Required work
1. List every section heading that comes after the four numbered principles in the alpaca herding text.
2. Reproduce the alpaca herding text from "If you are able" up to and including "their being fed.".
---------- Source extract ----------
Here are some basic principles that will help you get started

  1. Alpacas are herd animals and like to stay together as a group (mostly) therefore, it is easier to treat them as one and move the whole group whenever possible.
  2. They respond to herding pressure – as you move towards them they will tend to move away.
  3. When they understand what you want of them they are more likely to cooperate – new situations or changes to the usual arrangements will produce hesitancy. 
  4. Slow and steady is better than fast and furious – keeping calm and quiet will achieve better results than rushing and shouting – unless the barn is on fire! And even then… 

If you are able to make the alpacas do what you want but have them think it was their idea you were getting somewhere.

Push or Pull (this is not meant to be a doctor Dolittle reference but it could be!)

There is a time and place for both approaches. Sometimes you will need to be behind them – push, pushing – as mentioned in the introduction this is best done in a gentle manner rather than loud and pushy. There needs to be a space in front that they can move into. The opposite is pull – which is more to do with calling them, or leading them. This requires familiarity – they have to know and trust you and usually they need a good reason to cooperate, such as their being fed. 

Find a call or whistle and use it routinely – they will soon get the idea. The sound of food being shaken in the bucket would also fit into this category, as would noisily dropping the metal food trough which can be effective – even when they are at the far end of the valley. Of course routines that include feeding them at the same time also help.

Make it easy for them to do what you want them to do

Lane ways and single option routes make life simpler for the push approach. If you have a  fenced corridor running between gates that you can open, there is only one way that they can go and they can even be left to take as long as they like grazing the path as they go, knowing that they’re not going to escape. If you need to hurry them to the new position, you can always apply some herding pressure from behind – slow and steady.

A word of warning – always, always open or close the gate or gates you need to before you start trying to move them. Think, plan ahead and prepare. If there is an alternative route they are likely to take it. Numbers of times I have not remembered to do this and experienced the frustration of encouraging them to come down into the stable, only to find that they turn the corner and go back from where I just collected them rather than entering the stable. They do know when you are trying to do something that they will probably not enjoy.

Females with cria at foot

I think I have made mentioned before about the challenge of moving females with newborn or young cria at foot. This requires a different herding technique because the babies do not understand the rules and if they don’t move the mothers will not move. It is something I wish I had been told before my first cria were born but I soon learned my lesson and found a new strategy to achieve herding with cria. This inevitably takes more time than usual.

Fences are your friends

By which I mean that it is possible to apply herding pressure so that the group of Alpacas move across the field until they reach the fence and then you move them along the fence to the necessary opening, usually a gate. This is part of the thinking you need to do in advance about your field layout. This will include creating laneways and putting gates in the right place, to allow you to work the alpacas along the fence. Designing carefully in the first place can save you so much time in the long run.
---------- Data lines ----------
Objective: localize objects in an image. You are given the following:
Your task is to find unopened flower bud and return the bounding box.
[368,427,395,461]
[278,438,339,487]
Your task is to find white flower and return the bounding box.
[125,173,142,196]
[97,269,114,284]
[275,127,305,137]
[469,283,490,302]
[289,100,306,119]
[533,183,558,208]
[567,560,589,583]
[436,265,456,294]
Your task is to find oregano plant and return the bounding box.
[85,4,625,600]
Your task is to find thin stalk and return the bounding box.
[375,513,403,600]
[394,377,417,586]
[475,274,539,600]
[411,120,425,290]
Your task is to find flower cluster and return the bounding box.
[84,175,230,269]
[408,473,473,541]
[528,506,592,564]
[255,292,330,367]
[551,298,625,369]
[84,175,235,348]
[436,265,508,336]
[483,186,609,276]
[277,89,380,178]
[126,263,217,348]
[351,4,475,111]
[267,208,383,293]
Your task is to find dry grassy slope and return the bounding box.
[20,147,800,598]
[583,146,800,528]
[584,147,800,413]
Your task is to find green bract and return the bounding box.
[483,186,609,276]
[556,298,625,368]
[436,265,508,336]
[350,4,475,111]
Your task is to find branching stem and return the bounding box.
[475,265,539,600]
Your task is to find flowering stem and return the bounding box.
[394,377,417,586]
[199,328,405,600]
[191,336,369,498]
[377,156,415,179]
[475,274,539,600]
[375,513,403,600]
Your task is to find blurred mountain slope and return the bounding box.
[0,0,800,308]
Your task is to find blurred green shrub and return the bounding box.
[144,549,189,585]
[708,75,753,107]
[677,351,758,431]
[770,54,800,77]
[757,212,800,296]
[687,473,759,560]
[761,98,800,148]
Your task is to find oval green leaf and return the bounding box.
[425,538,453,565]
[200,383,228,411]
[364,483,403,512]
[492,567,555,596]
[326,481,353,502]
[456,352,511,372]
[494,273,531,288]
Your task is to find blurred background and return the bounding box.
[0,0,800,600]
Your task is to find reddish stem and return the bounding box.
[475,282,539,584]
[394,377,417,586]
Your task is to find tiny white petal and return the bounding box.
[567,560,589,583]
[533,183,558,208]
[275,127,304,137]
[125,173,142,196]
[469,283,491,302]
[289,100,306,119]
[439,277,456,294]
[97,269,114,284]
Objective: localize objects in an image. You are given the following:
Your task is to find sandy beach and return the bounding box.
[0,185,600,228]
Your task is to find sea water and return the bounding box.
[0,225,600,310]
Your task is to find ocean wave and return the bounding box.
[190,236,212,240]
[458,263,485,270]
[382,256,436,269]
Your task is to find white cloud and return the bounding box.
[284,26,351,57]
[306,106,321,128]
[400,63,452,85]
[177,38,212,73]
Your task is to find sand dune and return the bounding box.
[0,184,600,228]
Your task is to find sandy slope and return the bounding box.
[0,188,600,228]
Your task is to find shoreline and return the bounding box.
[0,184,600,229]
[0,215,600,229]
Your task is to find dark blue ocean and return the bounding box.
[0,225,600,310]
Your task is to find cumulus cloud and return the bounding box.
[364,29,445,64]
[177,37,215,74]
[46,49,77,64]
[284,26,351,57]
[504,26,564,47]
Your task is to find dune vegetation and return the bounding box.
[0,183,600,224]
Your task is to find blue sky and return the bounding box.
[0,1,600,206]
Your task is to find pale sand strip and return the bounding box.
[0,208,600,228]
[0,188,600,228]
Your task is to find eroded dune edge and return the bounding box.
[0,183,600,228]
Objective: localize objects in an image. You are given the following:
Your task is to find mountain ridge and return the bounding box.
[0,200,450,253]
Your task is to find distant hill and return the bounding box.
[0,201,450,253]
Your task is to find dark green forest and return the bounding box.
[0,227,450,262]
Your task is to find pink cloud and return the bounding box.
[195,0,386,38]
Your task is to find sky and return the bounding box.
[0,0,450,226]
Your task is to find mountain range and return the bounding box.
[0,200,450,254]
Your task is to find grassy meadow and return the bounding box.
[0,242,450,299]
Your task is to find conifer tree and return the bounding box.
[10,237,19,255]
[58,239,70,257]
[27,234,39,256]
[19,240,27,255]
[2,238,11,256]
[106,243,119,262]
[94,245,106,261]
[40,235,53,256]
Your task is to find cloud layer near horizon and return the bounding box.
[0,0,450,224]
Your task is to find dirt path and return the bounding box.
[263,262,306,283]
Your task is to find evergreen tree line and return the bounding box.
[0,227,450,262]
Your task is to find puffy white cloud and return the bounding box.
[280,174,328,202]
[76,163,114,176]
----------
Solutions
1.
- Push or Pull (this is not meant to be a doctor Dolittle reference but it could be!)
- Make it easy for them to do what you want them to do
- Females with cria at foot
- Fences are your friends

2.
If you are able to make the alpacas do what you want but have them think it was their idea you were getting somewhere.

Push or Pull (this is not meant to be a doctor Dolittle reference but it could be!)

There is a time and place for both approaches. Sometimes you will need to be behind them – push, pushing – as mentioned in the introduction this is best done in a gentle manner rather than loud and pushy. There needs to be a space in front that they can move into. The opposite is pull – which is more to do with calling them, or leading them. This requires familiarity – they have to know and trust you and usually they need a good reason to cooperate, such as their being fed.